**What is expected:** Print only the closing part of the entries. It starts at the line containing "The component shall locate the skin" and includes the final line, exactly as written.

(Items from a data source)
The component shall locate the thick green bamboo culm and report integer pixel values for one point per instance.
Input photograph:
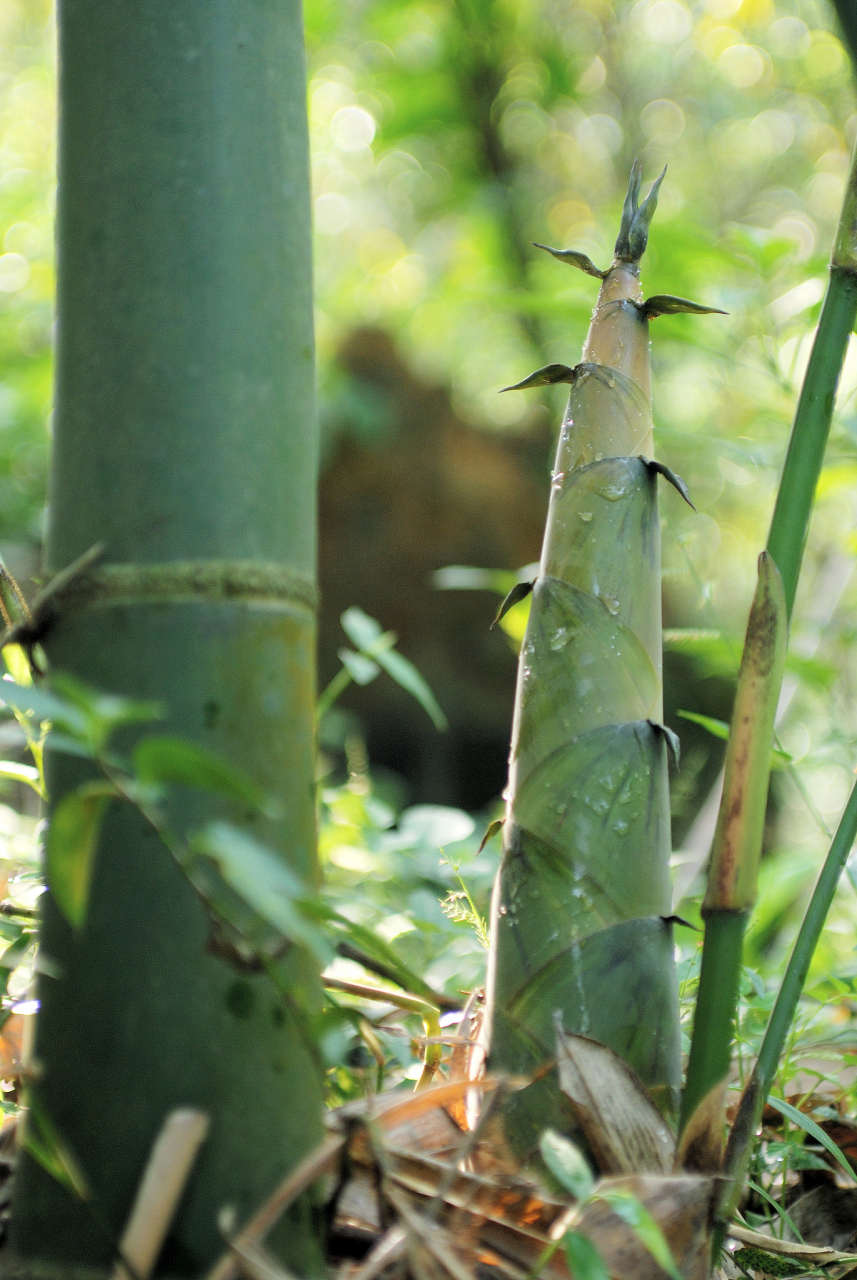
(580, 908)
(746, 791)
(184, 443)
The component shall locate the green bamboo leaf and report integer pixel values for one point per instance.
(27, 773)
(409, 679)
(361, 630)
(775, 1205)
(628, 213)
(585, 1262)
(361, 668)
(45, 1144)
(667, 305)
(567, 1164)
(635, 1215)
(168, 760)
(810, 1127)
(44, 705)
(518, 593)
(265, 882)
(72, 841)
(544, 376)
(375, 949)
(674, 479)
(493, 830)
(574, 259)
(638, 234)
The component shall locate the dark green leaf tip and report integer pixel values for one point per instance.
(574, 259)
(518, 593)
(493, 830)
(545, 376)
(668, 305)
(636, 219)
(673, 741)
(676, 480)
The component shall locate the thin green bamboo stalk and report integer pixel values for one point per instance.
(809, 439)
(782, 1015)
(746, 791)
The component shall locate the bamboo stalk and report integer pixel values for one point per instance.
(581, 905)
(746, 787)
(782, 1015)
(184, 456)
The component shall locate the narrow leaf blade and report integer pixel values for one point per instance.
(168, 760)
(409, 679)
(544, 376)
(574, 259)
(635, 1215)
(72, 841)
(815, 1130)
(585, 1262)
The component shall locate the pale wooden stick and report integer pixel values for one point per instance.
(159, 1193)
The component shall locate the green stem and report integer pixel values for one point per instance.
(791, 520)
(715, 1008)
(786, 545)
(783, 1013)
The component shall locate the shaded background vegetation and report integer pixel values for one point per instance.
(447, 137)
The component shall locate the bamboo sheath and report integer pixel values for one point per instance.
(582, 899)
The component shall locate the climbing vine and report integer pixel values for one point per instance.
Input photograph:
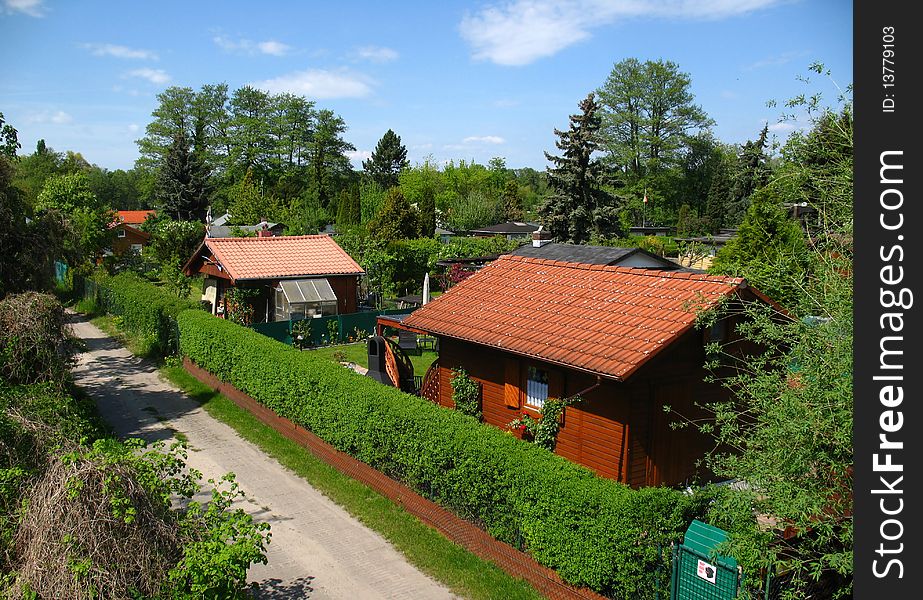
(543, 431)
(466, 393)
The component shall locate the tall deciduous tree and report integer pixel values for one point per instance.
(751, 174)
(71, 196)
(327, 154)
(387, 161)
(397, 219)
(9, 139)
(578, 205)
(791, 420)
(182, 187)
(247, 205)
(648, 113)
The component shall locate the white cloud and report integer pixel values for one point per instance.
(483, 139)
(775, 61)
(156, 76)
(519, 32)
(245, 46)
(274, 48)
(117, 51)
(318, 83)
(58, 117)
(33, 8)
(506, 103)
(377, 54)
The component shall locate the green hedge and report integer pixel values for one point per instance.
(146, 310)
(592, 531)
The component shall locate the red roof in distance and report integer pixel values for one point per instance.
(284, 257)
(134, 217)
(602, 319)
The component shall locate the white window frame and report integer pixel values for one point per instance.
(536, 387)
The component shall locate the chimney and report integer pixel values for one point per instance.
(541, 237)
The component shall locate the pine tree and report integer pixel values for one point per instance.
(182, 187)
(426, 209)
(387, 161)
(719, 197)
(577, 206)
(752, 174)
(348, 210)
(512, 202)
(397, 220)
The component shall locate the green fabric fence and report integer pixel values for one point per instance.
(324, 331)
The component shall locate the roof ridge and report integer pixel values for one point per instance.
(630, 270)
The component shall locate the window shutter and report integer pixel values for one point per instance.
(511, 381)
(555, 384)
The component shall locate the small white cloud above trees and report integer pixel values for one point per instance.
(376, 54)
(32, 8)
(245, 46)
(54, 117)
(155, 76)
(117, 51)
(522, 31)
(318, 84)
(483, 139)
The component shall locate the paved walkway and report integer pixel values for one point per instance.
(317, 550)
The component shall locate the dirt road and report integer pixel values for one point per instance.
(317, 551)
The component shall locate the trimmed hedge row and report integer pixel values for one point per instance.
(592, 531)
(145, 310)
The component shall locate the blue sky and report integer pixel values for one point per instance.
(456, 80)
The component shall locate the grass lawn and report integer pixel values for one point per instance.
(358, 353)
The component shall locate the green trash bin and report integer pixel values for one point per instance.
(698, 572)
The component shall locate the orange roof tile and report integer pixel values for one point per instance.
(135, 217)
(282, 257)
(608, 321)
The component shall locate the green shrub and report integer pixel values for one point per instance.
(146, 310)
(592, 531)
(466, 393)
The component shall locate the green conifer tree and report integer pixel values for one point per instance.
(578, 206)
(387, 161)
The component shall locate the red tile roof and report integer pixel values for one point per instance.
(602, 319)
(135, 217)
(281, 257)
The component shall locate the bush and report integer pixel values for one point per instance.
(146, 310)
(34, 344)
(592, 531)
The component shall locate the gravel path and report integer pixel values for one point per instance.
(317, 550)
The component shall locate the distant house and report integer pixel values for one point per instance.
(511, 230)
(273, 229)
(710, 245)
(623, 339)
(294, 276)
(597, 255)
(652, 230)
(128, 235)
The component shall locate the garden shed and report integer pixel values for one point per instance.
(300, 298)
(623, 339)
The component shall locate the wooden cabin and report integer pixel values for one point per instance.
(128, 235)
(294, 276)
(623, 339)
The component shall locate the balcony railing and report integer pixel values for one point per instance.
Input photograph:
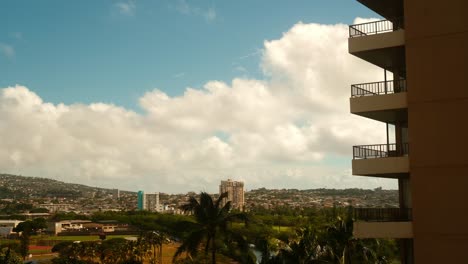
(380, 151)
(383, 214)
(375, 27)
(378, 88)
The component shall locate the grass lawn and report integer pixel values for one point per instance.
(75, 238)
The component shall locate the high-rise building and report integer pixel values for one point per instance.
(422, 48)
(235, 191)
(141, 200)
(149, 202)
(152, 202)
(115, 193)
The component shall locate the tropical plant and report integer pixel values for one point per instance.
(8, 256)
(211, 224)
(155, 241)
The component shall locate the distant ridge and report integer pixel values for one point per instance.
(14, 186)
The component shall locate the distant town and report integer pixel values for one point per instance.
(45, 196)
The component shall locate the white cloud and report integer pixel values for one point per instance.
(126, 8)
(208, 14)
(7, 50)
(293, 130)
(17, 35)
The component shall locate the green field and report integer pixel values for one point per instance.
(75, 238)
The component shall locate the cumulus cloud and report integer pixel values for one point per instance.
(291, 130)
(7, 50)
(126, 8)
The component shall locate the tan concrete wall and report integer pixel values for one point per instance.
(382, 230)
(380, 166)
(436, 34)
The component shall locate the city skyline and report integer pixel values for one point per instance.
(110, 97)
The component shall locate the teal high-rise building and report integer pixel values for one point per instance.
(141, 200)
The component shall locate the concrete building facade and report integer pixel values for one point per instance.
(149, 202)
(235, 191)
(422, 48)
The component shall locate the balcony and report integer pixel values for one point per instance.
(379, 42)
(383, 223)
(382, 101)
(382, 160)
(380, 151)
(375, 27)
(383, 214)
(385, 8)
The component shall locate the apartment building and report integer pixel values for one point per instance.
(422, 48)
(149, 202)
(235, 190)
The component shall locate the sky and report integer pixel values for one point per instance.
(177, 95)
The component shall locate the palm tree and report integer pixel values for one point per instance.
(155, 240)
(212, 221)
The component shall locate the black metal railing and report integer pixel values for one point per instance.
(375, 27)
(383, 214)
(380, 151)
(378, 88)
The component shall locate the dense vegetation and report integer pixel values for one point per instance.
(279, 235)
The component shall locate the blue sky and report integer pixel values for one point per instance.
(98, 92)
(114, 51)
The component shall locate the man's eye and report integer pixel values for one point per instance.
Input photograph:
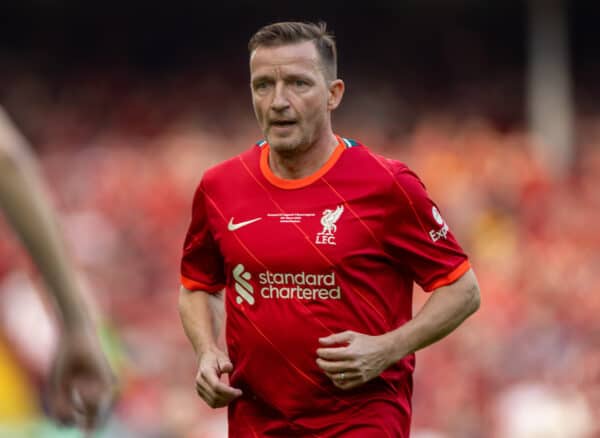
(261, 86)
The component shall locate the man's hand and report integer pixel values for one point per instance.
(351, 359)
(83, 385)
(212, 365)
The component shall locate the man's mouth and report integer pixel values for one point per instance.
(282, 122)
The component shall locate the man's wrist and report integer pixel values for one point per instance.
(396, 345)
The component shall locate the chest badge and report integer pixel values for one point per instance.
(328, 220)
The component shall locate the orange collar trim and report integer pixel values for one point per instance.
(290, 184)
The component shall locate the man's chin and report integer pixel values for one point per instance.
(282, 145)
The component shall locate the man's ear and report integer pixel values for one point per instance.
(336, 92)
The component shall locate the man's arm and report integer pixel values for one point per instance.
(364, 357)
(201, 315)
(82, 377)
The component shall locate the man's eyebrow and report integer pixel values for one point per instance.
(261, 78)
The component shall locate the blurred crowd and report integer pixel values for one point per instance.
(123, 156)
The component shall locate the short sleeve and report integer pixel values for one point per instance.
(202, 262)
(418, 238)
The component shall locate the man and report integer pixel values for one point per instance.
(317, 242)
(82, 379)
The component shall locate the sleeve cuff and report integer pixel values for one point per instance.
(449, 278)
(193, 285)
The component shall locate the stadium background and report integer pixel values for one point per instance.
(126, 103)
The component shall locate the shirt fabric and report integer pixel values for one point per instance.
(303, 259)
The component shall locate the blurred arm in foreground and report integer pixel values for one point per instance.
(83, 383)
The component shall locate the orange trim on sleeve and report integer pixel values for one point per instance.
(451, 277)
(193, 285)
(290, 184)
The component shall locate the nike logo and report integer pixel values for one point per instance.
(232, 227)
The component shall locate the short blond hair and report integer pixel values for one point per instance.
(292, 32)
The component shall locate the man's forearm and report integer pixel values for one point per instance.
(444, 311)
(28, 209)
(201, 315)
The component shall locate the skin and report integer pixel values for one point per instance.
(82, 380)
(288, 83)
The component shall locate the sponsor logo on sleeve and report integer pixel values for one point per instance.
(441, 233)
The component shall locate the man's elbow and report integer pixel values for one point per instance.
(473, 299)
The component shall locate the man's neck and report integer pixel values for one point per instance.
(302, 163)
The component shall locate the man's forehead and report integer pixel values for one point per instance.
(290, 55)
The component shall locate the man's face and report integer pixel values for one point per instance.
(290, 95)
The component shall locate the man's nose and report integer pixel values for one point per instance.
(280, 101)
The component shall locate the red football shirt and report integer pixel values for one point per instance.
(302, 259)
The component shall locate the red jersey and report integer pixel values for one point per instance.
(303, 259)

**Result:**
The component shall locate the skin and report integer pixel values for one point per instance.
(82, 380)
(288, 83)
The component shall locate the sponsor logo on sleeve and report integer pixel values for one point per instance.
(441, 233)
The component shall locate the man's elbow and report integer pixel values for one point per instance.
(473, 299)
The component shall locate the man's neck and report integer pixel values for one point per instance.
(302, 163)
The component shall locate the man's forehead and report integer pixel values for one point per instance.
(290, 55)
The component shall locate the man's face and report integer pixel values for one point per instance.
(290, 95)
The component shall locate the man's nose and report integer pixel values for one point per instance.
(280, 101)
The component shall locate the red football shirt and report integer pixel values for one point per instance.
(302, 259)
The component shall locate the red jersey and report integer pixel values for one point per instance.
(303, 259)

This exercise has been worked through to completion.